(Segmentation labeling data)
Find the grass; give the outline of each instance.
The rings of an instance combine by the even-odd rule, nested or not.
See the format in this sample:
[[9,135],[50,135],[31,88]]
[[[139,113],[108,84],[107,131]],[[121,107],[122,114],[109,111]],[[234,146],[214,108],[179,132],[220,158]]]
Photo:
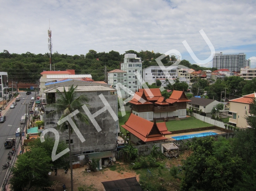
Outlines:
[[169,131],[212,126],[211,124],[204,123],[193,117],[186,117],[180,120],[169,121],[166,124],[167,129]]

---

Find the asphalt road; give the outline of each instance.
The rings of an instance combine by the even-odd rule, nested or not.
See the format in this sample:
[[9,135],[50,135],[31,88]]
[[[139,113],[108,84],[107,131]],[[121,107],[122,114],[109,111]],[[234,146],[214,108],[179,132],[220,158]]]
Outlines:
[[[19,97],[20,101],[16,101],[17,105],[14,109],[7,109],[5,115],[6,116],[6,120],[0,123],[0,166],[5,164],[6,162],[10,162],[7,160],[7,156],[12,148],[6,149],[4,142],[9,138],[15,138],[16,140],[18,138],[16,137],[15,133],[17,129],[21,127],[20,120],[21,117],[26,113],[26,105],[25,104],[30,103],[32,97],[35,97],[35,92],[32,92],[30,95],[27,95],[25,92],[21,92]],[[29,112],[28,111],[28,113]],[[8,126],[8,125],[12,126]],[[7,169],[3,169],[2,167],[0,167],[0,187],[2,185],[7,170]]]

**Task prompt**
How many lines of the data above contain the string "instance"? Give only the number.

**Exercise solution**
4